Begin Document

Skip to main content

Overview

The Email connector lets you ingest documents by forwarding emails to a dedicated address. Each email becomes a bucket object with the body as a text blob, each attachment as a typed blob, and the original .eml preserved for chain of custody. This is built for compliance-oriented workflows — legal document intake, healthcare record forwarding, secure support inboxes — where email is the transport and the documents (attachments) are the payload.

Prerequisites

  • A Mixpeek account with an active namespace
  • A bucket and sync configured for the email connection
  • Cloudflare account with mixpeek.com (or your custom domain) in Cloudflare DNS — Email Routing is free on all plans

How It Works

  1. Create an email connection — Mixpeek assigns a unique inbound address (e.g., conn_abc123@inbound.mixpeek.com)
  2. Cloudflare receives the email — MX records point to Cloudflare Email Routing, which routes to a Worker
  3. Worker POSTs raw .eml — The Cloudflare Email Worker reads the raw RFC 2822 bytes and POSTs them to the Mixpeek webhook
  4. Mixpeek parses and stores — MIME parsing extracts headers → metadata, body → text blob, attachments → S3-backed blobs, raw .eml → S3
Customer Email Client


  Cloudflare MX (inbound.mixpeek.com)


  Cloudflare Email Routing (catch-all)


  mixpeek-email-ingest Worker
        │  POST raw .eml bytes

  api.mixpeek.com/v1/webhooks/email/{connection_id}
        │  MIME parse → S3 upload → object + blobs

  Bucket Objects (S3 + MongoDB)

Configuration

Connection-level fields

FieldRequiredDefaultDescription
allowed_sendersNo[] (all)Sender allowlist. Exact addresses or domain wildcards (*@company.com). Empty = accept all.
store_raw_emlNotrueStore the original .eml file as an additional blob for chain of custody.

Auto-provisioned fields (read-only)

FieldDescription
inbound_addressSystem-assigned email address for this connection (e.g., conn_abc123@inbound.mixpeek.com)
webhook_secretAuto-generated HMAC-SHA256 signing secret for webhook verification

Setup

1

Create an email connection

from mixpeek import Mixpeek

mp = Mixpeek("your_api_key")

connection = mp.connections.create(
    name="Legal Intake Inbox",
    provider_type="email",
    provider_config={
        "credentials": {"type": "webhook_secret"},
        "allowed_senders": ["*@lawfirm.com", "paralegal@partner.com"],
        "store_raw_eml": True,
    },
)

print(f"Inbound address: {connection.provider_config['inbound_address']}")
print(f"Webhook URL: https://api.mixpeek.com/v1/webhooks/email/{connection.connection_id}")
2

Create a bucket sync

Link the email connection to a bucket so incoming emails become objects:
sync = mp.buckets.syncs.create(
    bucket_id="your_bucket_id",
    connection_id=connection.connection_id,
    source_path="inbox",
)
3

Deploy the Cloudflare Email Worker

The Email Worker receives emails at *@inbound.mixpeek.com and POSTs the raw .eml bytes to the Mixpeek webhook. The worker source is in server/infra/cloudflare/email-worker/.

End Document
Begin Dataset extract

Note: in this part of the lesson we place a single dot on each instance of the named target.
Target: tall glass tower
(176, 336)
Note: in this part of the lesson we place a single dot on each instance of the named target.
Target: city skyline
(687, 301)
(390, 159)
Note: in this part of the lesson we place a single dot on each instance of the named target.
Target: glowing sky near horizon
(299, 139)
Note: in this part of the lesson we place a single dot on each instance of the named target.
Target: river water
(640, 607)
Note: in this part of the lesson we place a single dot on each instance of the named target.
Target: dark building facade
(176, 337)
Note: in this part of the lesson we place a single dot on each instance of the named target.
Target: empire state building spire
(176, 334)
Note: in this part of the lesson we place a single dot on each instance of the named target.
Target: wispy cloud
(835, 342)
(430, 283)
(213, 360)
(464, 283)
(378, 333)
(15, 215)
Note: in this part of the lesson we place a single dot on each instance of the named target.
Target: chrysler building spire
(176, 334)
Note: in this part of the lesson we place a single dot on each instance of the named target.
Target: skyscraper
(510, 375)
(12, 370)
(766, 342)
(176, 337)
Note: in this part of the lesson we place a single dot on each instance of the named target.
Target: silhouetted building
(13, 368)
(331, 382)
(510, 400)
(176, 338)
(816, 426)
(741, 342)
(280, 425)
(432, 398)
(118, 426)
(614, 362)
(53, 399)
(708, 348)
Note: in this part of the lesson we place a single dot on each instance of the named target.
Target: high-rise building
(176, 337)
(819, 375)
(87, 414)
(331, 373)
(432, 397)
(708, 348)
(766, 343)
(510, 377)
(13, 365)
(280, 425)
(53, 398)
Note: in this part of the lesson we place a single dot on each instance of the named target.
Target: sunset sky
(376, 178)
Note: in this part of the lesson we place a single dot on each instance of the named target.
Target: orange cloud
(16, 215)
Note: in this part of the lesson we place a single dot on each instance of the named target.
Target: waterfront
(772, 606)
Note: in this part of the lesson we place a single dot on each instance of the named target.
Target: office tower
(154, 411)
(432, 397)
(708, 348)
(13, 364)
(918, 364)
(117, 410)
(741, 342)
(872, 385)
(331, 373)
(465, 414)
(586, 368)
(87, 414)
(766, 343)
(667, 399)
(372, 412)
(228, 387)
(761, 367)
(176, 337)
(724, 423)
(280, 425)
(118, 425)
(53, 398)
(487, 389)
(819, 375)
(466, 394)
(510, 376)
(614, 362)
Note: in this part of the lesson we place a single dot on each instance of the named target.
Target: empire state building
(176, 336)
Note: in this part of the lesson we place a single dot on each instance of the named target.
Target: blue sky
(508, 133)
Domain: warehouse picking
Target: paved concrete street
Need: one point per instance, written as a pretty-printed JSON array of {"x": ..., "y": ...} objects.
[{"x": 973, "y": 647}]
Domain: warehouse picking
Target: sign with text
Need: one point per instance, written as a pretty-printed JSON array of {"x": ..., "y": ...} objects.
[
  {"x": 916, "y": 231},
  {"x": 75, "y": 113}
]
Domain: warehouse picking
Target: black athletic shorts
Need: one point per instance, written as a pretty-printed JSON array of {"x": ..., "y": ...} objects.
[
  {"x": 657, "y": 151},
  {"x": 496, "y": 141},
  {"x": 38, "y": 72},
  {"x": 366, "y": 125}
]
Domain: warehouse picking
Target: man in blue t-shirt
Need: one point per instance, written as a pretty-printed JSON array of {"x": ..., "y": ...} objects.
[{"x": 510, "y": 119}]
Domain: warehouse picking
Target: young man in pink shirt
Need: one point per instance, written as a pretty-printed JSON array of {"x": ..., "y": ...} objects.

End Dataset extract

§ Required tasks:
- a) Translate this sentence from the Email connector page into Spanish: "Each email becomes a bucket object with the body as a text blob, each attachment as a typed blob, and the original .eml preserved for chain of custody."
- b) Filter the listing above down to the lines containing the string "tower", and copy each of them. Case counts.

§ Outputs in order:
- a) Cada correo electrónico se convierte en un objeto del bucket, con el cuerpo como un blob de texto, cada archivo adjunto como un blob tipado y el .eml original conservado para la cadena de custodia.

- b)
Target: tall glass tower
Target: office tower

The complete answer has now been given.